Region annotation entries
=====

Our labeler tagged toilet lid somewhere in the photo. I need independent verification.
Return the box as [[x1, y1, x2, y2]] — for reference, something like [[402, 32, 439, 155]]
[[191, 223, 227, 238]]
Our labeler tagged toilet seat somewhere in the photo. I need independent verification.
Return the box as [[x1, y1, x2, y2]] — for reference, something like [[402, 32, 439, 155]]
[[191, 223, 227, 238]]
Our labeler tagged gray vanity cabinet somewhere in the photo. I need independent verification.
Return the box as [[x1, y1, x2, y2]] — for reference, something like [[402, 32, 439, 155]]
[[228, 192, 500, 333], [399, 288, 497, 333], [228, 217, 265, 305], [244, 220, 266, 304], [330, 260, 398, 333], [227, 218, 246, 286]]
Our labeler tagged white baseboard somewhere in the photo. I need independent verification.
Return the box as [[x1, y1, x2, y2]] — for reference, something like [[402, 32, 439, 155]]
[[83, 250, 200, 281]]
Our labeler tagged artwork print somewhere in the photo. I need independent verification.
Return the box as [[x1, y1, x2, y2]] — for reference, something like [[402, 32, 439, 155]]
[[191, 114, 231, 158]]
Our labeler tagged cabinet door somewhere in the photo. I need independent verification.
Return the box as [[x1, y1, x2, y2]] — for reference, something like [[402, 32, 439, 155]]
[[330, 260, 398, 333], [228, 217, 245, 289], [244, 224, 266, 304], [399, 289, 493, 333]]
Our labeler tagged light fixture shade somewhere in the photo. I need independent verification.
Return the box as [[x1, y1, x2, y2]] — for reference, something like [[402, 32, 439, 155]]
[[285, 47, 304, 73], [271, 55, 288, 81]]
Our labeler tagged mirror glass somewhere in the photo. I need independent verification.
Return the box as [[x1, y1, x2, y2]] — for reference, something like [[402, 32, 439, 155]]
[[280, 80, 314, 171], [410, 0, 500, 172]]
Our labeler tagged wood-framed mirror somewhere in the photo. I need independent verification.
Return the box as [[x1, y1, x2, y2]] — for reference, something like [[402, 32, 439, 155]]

=====

YOUR GOAL
Write out every line of the entries above as a numbered list, skipping any blank lines.

OUTPUT OF THE EXERCISE
1. Our labeler tagged toilet lid somewhere in the photo. I need independent verification.
2. Return the box as [[x1, y1, x2, y2]] — for reference, something like [[402, 32, 439, 155]]
3. [[191, 223, 227, 238]]
4. Our labeler tagged toilet seat somewhere in the photo. I need independent verification.
5. Return the box as [[x1, y1, x2, y2]] — for reference, something like [[402, 32, 439, 155]]
6. [[191, 223, 227, 238]]
7. Our labeler tagged gray vanity cabinet somewhere in the photo. I need independent verification.
8. Return the box as [[x1, y1, x2, y2]] — for reference, something like [[402, 32, 439, 155]]
9. [[228, 192, 500, 333], [399, 288, 497, 333], [228, 217, 265, 305], [244, 220, 266, 304], [330, 260, 398, 333], [227, 218, 246, 286]]
10. Our labeler tagged white baseboard somewhere in the photo. I need independent verification.
11. Return the box as [[x1, y1, x2, y2]] — for reference, something like [[402, 32, 439, 155]]
12. [[83, 250, 200, 281]]
13. Our labeler tagged artwork print somewhere in the photo. I need independent verification.
14. Return the box as [[x1, y1, x2, y2]] — for reference, something like [[402, 32, 439, 155]]
15. [[191, 114, 231, 158]]
16. Our labeler tagged cabinet door somewhere in the photo. I need independent verification.
17. Return the box as [[x1, y1, x2, y2]] — for reference, something like [[402, 32, 439, 155]]
18. [[330, 260, 398, 333], [228, 217, 245, 289], [244, 224, 266, 304], [399, 289, 493, 333]]
19. Our labeler tagged light fixture shade somewhere in the photo. I need independent verification.
20. Return the box as [[x1, y1, x2, y2]] — for reference, something like [[402, 32, 439, 155]]
21. [[285, 47, 304, 73], [271, 55, 288, 81]]
22. Our labeler tagged mirror glass somewhere in the photo. I need independent verification.
23. Return the box as [[x1, y1, x2, y2]] — for reference, something like [[402, 32, 439, 155]]
24. [[280, 80, 314, 171], [410, 0, 500, 172]]
25. Our labeler tagged wood-framed mirror somewhere in the photo. I need independent verification.
26. Return the box as [[x1, y1, x2, y2]] — for reference, something like [[402, 32, 439, 155]]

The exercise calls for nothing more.